start Input

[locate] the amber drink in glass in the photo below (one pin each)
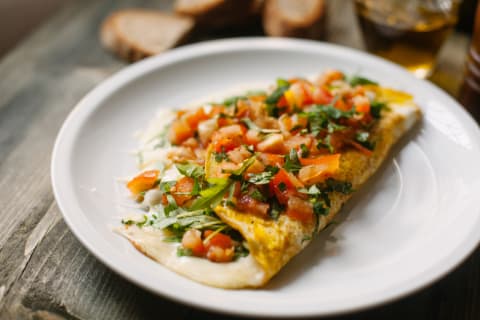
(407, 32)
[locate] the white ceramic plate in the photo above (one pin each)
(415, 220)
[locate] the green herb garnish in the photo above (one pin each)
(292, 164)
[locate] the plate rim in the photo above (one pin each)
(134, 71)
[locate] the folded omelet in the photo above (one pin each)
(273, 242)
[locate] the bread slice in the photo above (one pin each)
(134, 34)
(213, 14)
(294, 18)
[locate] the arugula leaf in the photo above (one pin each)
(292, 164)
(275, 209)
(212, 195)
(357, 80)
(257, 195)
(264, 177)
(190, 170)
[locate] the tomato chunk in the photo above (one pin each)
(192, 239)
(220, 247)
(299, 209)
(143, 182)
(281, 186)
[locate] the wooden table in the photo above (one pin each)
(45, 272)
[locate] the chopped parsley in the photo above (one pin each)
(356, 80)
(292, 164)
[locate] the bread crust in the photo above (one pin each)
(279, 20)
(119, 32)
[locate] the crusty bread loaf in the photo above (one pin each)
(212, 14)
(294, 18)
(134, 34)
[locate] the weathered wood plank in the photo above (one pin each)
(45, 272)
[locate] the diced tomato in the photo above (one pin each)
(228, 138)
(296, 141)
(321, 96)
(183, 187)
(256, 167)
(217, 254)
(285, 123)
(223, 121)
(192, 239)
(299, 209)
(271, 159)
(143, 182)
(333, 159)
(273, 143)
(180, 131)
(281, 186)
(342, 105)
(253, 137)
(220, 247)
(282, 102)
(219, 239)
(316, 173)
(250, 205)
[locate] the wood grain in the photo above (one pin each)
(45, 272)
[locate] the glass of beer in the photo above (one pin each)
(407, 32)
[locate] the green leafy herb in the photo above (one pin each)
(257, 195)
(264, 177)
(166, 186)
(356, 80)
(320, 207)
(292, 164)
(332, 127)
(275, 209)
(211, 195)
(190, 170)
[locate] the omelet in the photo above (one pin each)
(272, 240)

end Input
start Input

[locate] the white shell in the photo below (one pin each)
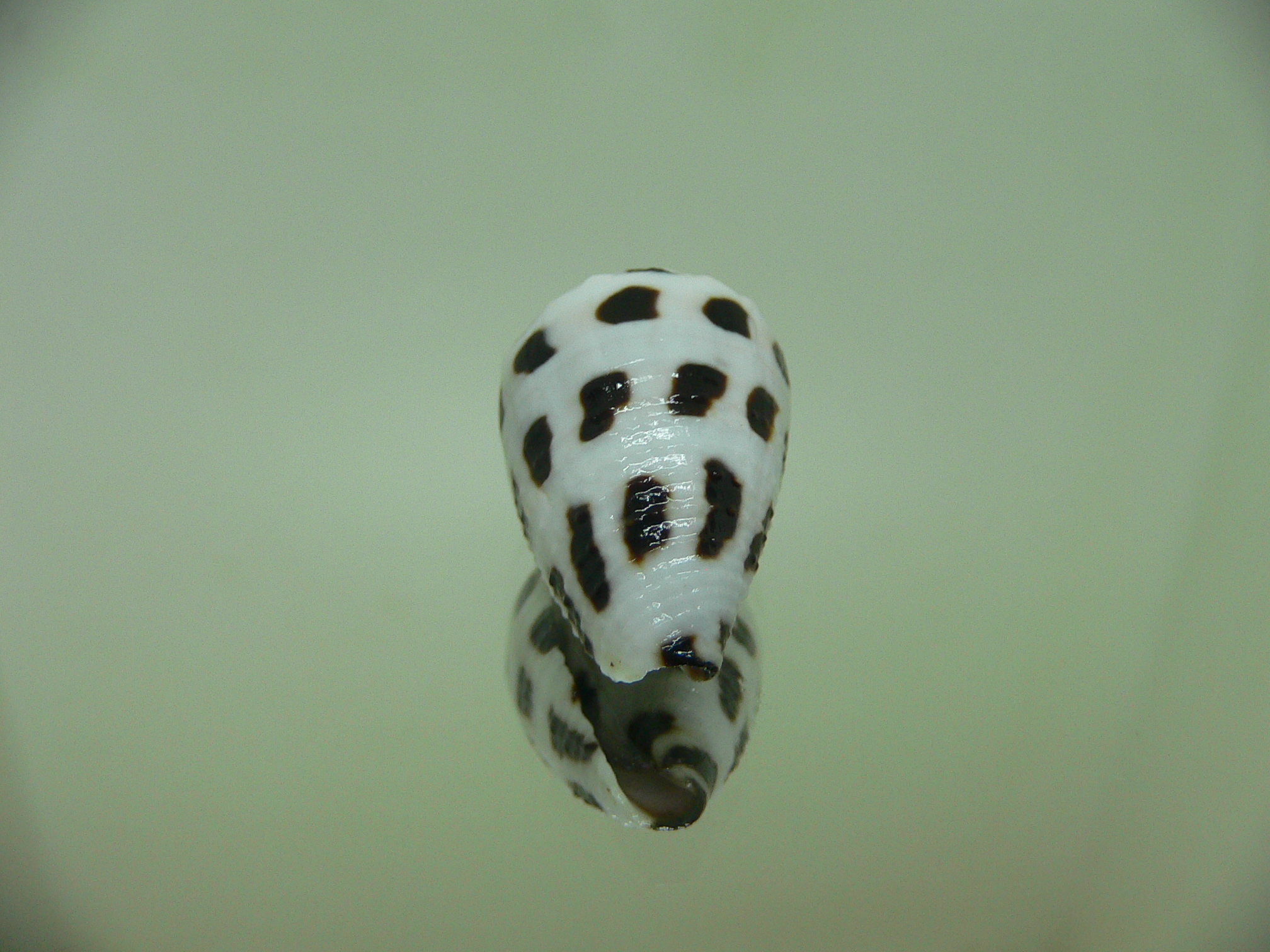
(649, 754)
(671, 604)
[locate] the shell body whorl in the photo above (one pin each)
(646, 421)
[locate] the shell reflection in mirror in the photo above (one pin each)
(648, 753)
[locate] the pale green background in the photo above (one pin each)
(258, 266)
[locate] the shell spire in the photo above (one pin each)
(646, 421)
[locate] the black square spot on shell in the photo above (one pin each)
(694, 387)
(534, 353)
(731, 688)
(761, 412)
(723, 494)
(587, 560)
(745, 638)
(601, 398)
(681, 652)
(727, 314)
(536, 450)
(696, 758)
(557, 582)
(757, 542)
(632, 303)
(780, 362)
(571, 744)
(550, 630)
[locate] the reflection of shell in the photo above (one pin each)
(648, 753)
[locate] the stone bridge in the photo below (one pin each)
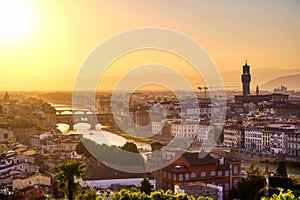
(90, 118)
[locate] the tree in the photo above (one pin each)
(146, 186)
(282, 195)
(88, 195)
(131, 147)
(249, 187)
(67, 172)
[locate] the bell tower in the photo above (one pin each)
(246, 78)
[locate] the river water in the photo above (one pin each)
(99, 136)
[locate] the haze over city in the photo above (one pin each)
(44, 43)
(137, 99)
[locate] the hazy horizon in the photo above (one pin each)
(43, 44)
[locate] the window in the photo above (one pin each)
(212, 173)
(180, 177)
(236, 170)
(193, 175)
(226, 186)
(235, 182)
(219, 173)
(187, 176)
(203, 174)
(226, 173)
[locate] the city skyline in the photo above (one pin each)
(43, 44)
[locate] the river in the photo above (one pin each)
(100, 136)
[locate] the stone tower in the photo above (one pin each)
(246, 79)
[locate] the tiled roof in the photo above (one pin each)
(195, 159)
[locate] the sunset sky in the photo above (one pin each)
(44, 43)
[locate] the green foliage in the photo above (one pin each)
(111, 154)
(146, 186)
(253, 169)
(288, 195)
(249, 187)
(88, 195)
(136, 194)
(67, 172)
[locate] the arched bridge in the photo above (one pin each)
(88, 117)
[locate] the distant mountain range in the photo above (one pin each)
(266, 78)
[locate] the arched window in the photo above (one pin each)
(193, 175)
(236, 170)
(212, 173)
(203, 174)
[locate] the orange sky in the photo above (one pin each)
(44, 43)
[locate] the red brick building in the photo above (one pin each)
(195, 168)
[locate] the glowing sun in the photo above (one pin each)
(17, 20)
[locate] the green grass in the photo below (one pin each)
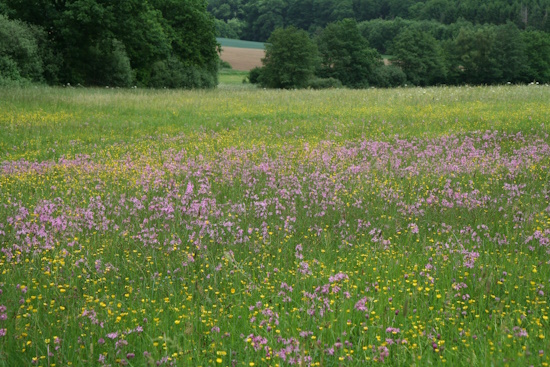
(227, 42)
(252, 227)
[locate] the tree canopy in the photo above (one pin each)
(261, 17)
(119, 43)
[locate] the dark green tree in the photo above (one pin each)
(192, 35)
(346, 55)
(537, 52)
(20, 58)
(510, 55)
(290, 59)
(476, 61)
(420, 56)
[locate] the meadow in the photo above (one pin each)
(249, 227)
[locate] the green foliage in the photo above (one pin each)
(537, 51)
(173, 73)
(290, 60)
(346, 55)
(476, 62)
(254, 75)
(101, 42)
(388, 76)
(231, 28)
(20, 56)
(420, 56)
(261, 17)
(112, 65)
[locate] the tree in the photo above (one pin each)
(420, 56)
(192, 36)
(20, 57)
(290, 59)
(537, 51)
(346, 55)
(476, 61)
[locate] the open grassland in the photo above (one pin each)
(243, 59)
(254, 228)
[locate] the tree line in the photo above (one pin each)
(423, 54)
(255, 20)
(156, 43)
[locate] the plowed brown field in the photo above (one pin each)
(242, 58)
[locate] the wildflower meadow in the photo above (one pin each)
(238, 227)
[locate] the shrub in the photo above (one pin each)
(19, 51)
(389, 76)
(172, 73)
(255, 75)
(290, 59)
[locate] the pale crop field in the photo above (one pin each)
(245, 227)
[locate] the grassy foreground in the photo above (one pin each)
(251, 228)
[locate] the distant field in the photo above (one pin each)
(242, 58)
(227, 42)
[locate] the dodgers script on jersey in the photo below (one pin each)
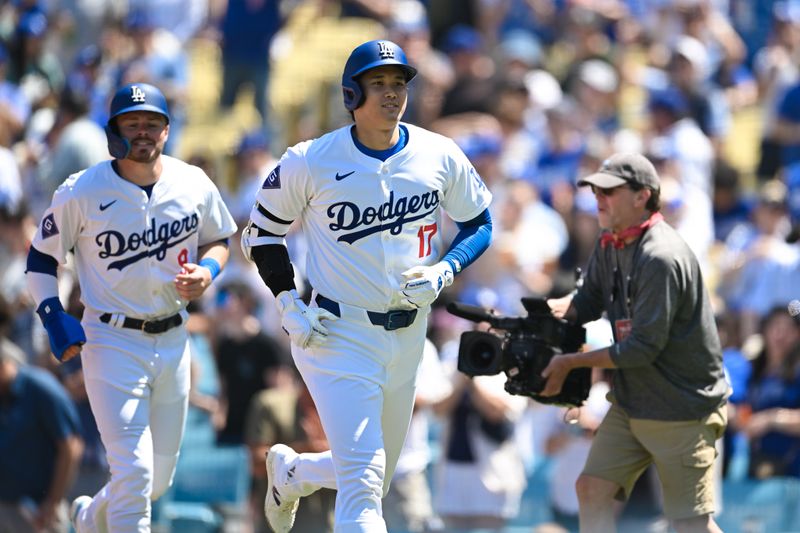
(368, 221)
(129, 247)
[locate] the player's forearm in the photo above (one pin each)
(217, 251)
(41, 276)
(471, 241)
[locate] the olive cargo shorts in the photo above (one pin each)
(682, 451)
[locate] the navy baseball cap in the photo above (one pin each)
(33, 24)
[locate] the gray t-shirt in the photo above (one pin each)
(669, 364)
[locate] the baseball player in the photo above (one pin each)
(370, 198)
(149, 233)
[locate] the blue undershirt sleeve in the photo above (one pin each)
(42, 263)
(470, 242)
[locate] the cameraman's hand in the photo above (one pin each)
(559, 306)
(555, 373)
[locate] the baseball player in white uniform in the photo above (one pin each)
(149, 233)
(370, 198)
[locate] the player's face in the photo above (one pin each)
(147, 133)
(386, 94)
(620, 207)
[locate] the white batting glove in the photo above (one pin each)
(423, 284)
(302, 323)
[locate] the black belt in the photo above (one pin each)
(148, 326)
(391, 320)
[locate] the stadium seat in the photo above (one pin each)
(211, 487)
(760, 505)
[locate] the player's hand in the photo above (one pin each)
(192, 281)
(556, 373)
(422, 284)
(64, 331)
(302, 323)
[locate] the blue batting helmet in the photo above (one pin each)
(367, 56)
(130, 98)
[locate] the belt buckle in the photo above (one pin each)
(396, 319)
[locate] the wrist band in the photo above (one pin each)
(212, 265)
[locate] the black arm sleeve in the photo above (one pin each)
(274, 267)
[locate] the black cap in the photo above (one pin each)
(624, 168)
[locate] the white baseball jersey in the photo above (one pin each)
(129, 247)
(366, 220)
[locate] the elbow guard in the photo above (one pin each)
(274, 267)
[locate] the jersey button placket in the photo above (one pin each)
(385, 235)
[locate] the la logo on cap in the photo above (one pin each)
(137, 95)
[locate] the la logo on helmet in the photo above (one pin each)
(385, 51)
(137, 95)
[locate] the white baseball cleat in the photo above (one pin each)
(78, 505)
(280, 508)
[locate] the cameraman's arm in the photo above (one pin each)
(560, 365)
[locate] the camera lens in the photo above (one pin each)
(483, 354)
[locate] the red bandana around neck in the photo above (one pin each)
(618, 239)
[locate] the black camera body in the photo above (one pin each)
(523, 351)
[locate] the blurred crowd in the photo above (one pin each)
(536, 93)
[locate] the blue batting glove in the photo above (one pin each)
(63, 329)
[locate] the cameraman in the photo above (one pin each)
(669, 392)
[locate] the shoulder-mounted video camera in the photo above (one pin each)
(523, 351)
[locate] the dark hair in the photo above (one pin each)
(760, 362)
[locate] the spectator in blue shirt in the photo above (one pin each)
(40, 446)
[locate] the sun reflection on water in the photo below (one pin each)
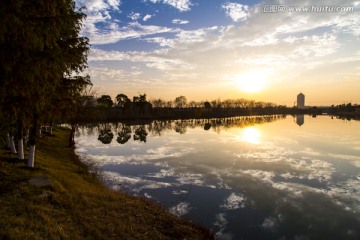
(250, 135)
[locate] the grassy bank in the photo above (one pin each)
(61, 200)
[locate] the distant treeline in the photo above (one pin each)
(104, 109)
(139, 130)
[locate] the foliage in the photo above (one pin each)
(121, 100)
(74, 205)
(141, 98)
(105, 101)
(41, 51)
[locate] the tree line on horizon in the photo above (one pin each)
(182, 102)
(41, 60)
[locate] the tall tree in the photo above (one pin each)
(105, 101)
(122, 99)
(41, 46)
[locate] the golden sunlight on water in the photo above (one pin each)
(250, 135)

end Input

• Exercise instructions: Gather every line of the records above that contains the string "logo", treating case as significant.

• The solution:
[locate] the la logo on cap in the photo above (one pin each)
[locate] the la logo on helmet in the photo above (one pin each)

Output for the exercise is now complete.